DOCUMENT EXCERPT:
*** Block opens ***
Pulmonary artery dissection symptoms are nonspecific, and 82% of patients have exertional dyspnea, 67% have retrosternal chest pain, and 52% have central cyanosis [6, 12]. Pulmonary artery dissection is suspected in the face of sudden hemodynamic decomposition in an otherwise previously stable patient with known presentation of pulmonary hypertension or pulmonary artery aneurysm [13]. The condition progresses rapidly, so prompt diagnosis permits surgical treatment, which improves prognosis [14, 15]. Fortunately, several imaging modalities, such as chest radiograph, echocardiography, CT angiography, MRI, and cardiac catheterization, have been available for the evaluation of pulmonary artery dissection.

Chest radiograph is a commonly used imaging method to evaluate chest pain patients. Unfortunately, chest radiographs are abnormal in almost all pulmonary artery dissection cases but nonspecific. Common radiographic abnormalities include cardiomegaly, central pulmonary artery dilatation, and pleural effusion [16]. Chest radiographic findings may indicate if echocardiography or CT angiography should be the next evaluation method.

Khattar et al. [10] suggested ultrasonography should be performed first due to its ready accessibility, ease of use, and low cost and the fact that it is very sensitive at detecting main pulmonary artery dissection. However, for the left and right main pulmonary arteries or peripheral artery dissection, intimal flaps might not be readily identified by ultrasonography. Pulmonary CT angiography can show pulmonary artery dissection directly, as does pulmonary angiography. It is also noninvasive, cheaper, and widely available [17]. The segmented and subsegmented vessels are better demonstrated and findings are easier to interpret. CT scanning is the only test that can provide significant additional information related to alternate diagnoses such as pulmonary embolism (PE), which is important in an acute setting. Also, abundant postprocessing CT techniques make pulmonary artery dissection diagnosis more accurate and convenient.

Although investigators have reported the feasibility of MRI and conventional angiography at evaluating pulmonary artery dissection, MRIs are mostly limited to the evaluation of patients who have renal dysfunction or other contraindications for the use of iodinated contrast material, and conventional angiography is limited to patients in whom other results are nondiagnostic (clinical suspicion is high) [13, 18].

Several factors determine the best modality for the initial evaluation and postoperative follow-up of pulmonary artery dissection. These factors include the patient’s condition stability, renal function, suspected postoperative complication, and each imaging modality’s availability. Although the intimal flap can be detected by echocardiography, CT, MRI, and catheter angiography, we believe that echocardiography should be the first choice to evaluate the cause of chest pain or shortness of breath which is not only to look for pulmonary artery dissection but also to exclude other causes of chest pain, assess the valves, measure the PA pressure, and further assess underlying cardiovascular pathophysiology and haemodynamics. In the emergency setting, echocardiography will also be the most readily available test and the easiest way to apply in a bedside manner. Nevertheless, CT or MR pulmonary angiography could provide additional or confirmatory information. There is no definite guideline as the optimal treatment for pulmonary artery dissection. Surgical intervention may be necessary for most patients but it is usually followed by fatal consequences [12, 14]. Unfortunately, this patient suddenly died before surgical intervention.
*** Block closes ***
WHAT YOU ARE ASKED TO DO:
Please copy the pulmonary artery dissection excerpt between "Pulmonary artery dissection symptoms" and "evaluation of pulmonary artery dissection.", inclusive, substituting "substernal" for "retrosternal". The entries come from a separate source and are unrelated to the pulmonary artery dissection excerpt.

MATERIAL SUPPLIED:
*** Block opens ***
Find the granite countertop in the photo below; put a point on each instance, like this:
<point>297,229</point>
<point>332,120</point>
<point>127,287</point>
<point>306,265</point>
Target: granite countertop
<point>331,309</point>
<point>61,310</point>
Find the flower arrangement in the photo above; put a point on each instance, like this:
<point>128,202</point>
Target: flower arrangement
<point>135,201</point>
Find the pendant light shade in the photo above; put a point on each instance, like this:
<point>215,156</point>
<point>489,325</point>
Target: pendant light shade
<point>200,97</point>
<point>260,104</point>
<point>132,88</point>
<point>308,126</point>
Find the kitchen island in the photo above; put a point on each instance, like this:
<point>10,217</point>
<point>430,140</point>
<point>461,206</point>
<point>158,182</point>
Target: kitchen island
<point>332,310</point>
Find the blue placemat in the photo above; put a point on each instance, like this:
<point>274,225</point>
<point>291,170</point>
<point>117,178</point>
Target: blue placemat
*** Block closes ***
EXERCISE RESPONSE:
Pulmonary artery dissection symptoms are nonspecific, and 82% of patients have exertional dyspnea, 67% have substernal chest pain, and 52% have central cyanosis [6, 12]. Pulmonary artery dissection is suspected in the face of sudden hemodynamic decomposition in an otherwise previously stable patient with known presentation of pulmonary hypertension or pulmonary artery aneurysm [13]. The condition progresses rapidly, so prompt diagnosis permits surgical treatment, which improves prognosis [14, 15]. Fortunately, several imaging modalities, such as chest radiograph, echocardiography, CT angiography, MRI, and cardiac catheterization, have been available for the evaluation of pulmonary artery dissection.